:: Gegeven tekst ::
• Wanneer is het Pasen?
  • Eieren: een tijdloos ontwerp


    BEELDENSTORM OP PAASEILAND

    Op paaszondag 1722 ontdekten Jacob Roggeveen en zijn bemanning in de Stille Zuidzee een kaal en rotsachtig eiland. Roggeveen noemde het Paaseiland. Alleen de honderden reusachtige stenen beelden herinneren eraan dat op het eiland ooit een beschaving heeft gebloeid. Wie of wat bracht die cultuur de doodsteek toe?

    Moai-beeld op de helling van de Rano Raraku-vulkaan.
    De lucht van bloedige strijd en vernietiging waait als het ware nog om het eiland. Want hoewel sommige moai weer overeind staan, liggen de meeste nog voorover getuimeld van hun platforms. Heel even voel ik mij een oorlogsverslaggever, die zich spoedt over een slagveld. Voor me ligt een moai met een verbrijzelde kop. Zijn holle oogkassen blikken doelloos in de lucht. Als ik mijn paard de sporen geef, en aankom bij de Rano Raraku-vulkaan, wordt de aanblik nog droefgeestiger. Bij bosjes staan of liggen de moai hier door elkaar. Enkele staren weer met holle ogen naar de zee; andere liggen half begraven in de grond.
:::
:: Aangeleverd materiaal ::
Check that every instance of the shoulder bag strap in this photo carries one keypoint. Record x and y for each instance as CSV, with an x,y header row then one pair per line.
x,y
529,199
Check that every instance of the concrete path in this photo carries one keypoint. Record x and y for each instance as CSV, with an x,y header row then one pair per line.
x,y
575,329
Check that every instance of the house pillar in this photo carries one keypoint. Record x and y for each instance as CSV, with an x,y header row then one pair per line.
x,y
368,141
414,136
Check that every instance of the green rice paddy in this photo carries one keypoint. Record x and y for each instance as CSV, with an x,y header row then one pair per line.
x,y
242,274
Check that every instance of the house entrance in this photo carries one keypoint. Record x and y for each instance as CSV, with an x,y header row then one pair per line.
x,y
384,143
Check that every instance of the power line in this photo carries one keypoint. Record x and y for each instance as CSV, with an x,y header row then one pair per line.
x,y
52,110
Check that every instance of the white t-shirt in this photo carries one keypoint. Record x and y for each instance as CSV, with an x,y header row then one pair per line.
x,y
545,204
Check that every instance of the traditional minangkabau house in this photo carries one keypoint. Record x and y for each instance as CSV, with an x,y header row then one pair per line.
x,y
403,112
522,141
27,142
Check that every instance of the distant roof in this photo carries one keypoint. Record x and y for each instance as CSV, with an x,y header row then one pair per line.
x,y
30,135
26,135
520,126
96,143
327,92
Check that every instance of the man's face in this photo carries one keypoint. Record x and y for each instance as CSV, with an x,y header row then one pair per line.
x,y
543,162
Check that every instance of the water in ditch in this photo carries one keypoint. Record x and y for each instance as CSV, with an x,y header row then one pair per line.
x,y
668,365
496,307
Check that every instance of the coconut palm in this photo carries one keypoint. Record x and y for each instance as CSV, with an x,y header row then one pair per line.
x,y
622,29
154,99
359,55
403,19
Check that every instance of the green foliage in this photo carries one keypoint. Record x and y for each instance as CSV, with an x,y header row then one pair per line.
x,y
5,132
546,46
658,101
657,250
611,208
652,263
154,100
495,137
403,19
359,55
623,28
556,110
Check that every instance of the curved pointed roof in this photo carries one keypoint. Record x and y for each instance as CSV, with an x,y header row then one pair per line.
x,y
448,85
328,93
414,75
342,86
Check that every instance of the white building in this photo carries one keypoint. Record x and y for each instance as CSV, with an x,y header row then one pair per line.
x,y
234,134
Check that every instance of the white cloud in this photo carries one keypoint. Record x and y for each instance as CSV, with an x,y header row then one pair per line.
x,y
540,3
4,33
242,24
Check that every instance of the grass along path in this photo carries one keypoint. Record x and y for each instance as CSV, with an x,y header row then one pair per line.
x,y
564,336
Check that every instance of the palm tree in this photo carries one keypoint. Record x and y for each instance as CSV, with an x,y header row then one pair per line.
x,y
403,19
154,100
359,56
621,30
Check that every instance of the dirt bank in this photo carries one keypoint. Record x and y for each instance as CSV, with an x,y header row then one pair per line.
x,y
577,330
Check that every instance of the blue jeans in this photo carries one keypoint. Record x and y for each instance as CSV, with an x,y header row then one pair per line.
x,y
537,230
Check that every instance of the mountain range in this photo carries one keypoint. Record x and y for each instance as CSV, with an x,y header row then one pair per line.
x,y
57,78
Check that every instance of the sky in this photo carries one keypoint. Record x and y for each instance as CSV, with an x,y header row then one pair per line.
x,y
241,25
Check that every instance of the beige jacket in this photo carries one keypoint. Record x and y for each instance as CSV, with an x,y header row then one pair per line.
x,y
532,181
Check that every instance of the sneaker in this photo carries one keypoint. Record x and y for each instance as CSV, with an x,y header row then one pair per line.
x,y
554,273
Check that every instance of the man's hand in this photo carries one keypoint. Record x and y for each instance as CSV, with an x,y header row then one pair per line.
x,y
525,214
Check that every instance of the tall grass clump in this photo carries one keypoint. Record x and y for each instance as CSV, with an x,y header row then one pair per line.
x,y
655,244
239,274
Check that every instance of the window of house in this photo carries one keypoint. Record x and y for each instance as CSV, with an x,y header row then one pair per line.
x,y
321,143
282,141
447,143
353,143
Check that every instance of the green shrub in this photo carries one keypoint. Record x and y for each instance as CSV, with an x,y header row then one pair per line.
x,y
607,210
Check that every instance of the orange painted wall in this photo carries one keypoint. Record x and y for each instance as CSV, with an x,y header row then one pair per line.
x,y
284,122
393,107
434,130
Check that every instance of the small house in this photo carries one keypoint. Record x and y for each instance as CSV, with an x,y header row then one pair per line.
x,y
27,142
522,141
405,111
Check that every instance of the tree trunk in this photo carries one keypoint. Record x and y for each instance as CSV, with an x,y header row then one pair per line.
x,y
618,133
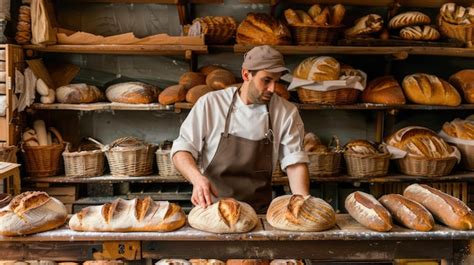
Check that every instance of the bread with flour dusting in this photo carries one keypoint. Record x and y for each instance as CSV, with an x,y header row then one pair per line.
x,y
224,216
449,210
368,211
135,215
31,212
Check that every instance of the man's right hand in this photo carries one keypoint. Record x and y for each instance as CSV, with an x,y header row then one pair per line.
x,y
202,192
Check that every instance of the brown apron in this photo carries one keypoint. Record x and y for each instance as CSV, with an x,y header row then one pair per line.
x,y
242,168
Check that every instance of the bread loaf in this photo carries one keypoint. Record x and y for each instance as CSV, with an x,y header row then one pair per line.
x,y
383,90
406,19
260,28
224,216
447,209
425,32
420,142
220,79
196,92
78,94
463,81
407,212
31,212
132,93
172,94
301,213
318,69
430,90
192,79
366,210
129,215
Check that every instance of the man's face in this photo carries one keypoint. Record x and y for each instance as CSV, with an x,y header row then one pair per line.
x,y
262,86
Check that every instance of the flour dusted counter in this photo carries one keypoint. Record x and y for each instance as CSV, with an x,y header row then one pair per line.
x,y
348,241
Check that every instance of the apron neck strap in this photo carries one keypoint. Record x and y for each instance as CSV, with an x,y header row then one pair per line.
:::
> **Uit te voeren taken**
(1) Stemmen de volgende beweringen overeen met de tekst over Paaseiland? Beantwoord elke bewering met ja of nee en citeer letterlijk de woorden uit de tekst die de doorslag geven. (a) Jacob Roggeveen en zijn bemanning ontdekten het eiland op paaszondag 1722. (b) De meeste moai staan inmiddels weer overeind. (c) De verteller legt de weg naar de Rano Raraku-vulkaan te voet af.
(2) Neem uit de tekst over Paaseiland letterlijk alles over vanaf "Op paaszondag 1722" tot en met "de doodsteek toe?".
(3) Waar staan of liggen de moai volgens de tekst over Paaseiland bij bosjes door elkaar?
Deze records zijn afkomstig uit een andere bron dan de tekst.

> **Resultaten van taken**
(1)
(a) Ja: "Op paaszondag 1722 ontdekten Jacob Roggeveen en zijn bemanning in de Stille Zuidzee een kaal en rotsachtig eiland."
(b) Nee: "liggen de meeste nog voorover getuimeld van hun platforms"
(c) Nee: "Als ik mijn paard de sporen geef, en aankom bij de Rano Raraku-vulkaan"

(2)
Op paaszondag 1722 ontdekten Jacob Roggeveen en zijn bemanning in de Stille Zuidzee een kaal en rotsachtig eiland. Roggeveen noemde het Paaseiland. Alleen de honderden reusachtige stenen beelden herinneren eraan dat op het eiland ooit een beschaving heeft gebloeid. Wie of wat bracht die cultuur de doodsteek toe?

(3) Bij de Rano Raraku-vulkaan.